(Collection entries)

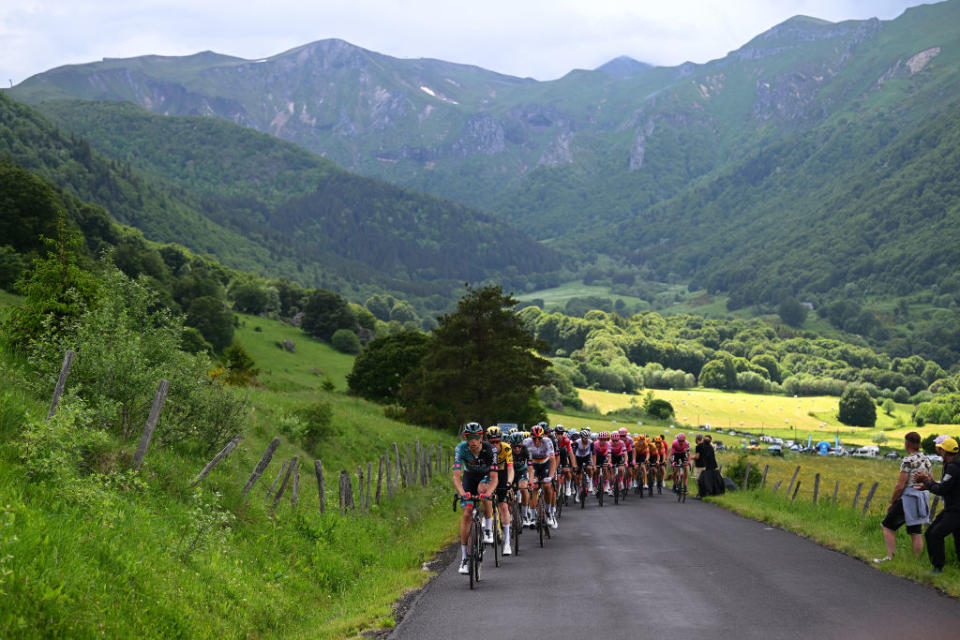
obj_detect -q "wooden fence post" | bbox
[384,449,393,498]
[860,482,880,516]
[290,457,300,509]
[363,461,380,513]
[853,482,863,511]
[786,465,800,496]
[243,438,280,495]
[413,440,422,484]
[374,456,383,505]
[393,442,407,490]
[357,465,363,513]
[190,433,243,487]
[133,380,170,471]
[267,460,290,498]
[47,349,77,420]
[273,456,297,509]
[403,442,417,487]
[313,460,327,514]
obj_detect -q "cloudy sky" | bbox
[0,0,922,85]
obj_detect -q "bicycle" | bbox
[673,464,687,503]
[453,494,484,589]
[535,482,550,547]
[507,491,523,556]
[490,490,503,567]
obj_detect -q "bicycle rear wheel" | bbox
[491,508,503,567]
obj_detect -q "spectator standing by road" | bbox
[873,431,932,563]
[693,433,703,479]
[917,438,960,574]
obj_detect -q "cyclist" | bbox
[608,431,627,495]
[523,423,558,529]
[633,433,647,489]
[590,431,612,495]
[620,427,637,489]
[553,424,579,498]
[453,422,499,574]
[510,431,531,527]
[670,433,690,493]
[483,426,514,556]
[573,429,593,502]
[647,436,667,495]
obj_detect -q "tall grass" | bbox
[707,456,960,597]
[0,318,457,638]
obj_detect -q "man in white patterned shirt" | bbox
[873,431,931,563]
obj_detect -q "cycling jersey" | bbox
[573,439,593,461]
[523,438,556,464]
[453,441,497,476]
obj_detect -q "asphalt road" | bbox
[389,493,960,640]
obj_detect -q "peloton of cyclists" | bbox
[453,422,499,574]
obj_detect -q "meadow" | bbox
[0,308,457,638]
[707,453,960,597]
[577,389,960,446]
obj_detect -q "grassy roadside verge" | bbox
[0,306,457,639]
[707,472,960,597]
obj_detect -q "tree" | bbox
[400,286,550,430]
[347,331,430,402]
[777,298,809,327]
[330,329,360,353]
[301,289,357,342]
[837,385,877,427]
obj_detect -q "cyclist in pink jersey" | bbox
[670,433,690,492]
[591,431,613,495]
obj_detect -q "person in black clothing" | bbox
[916,438,960,574]
[693,434,722,498]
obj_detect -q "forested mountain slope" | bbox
[11,0,960,312]
[0,91,559,296]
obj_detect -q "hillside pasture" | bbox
[578,389,960,446]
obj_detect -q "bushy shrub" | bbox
[330,329,360,353]
[19,395,110,482]
[723,454,763,489]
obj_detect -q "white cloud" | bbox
[0,0,919,82]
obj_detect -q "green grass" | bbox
[236,314,355,392]
[0,308,458,638]
[577,388,960,446]
[708,458,960,597]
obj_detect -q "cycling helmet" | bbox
[463,422,483,436]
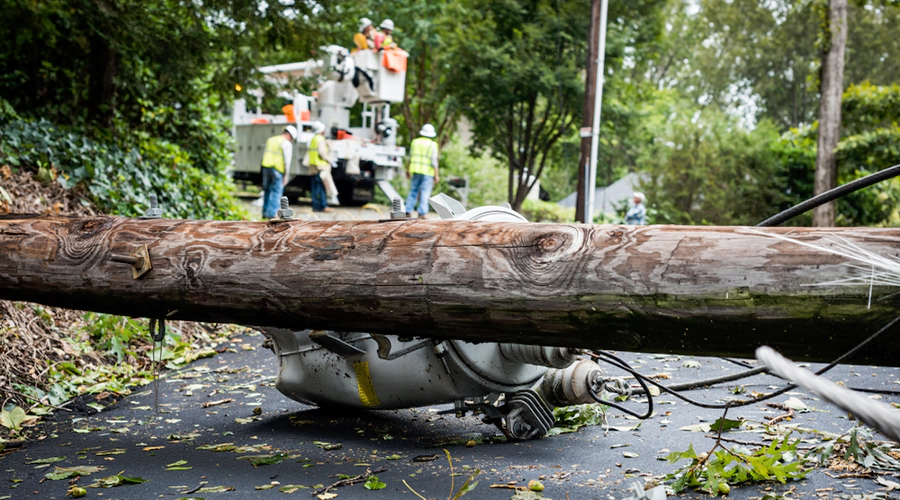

● **OBJECTIVE**
Which of the rows above contain the word "cycling"? Copy each such row in full.

● **EXERCISE OUTPUT**
obj_detect -q "cycling jersey" | bbox
obj_detect -q "cycling helmet" | bbox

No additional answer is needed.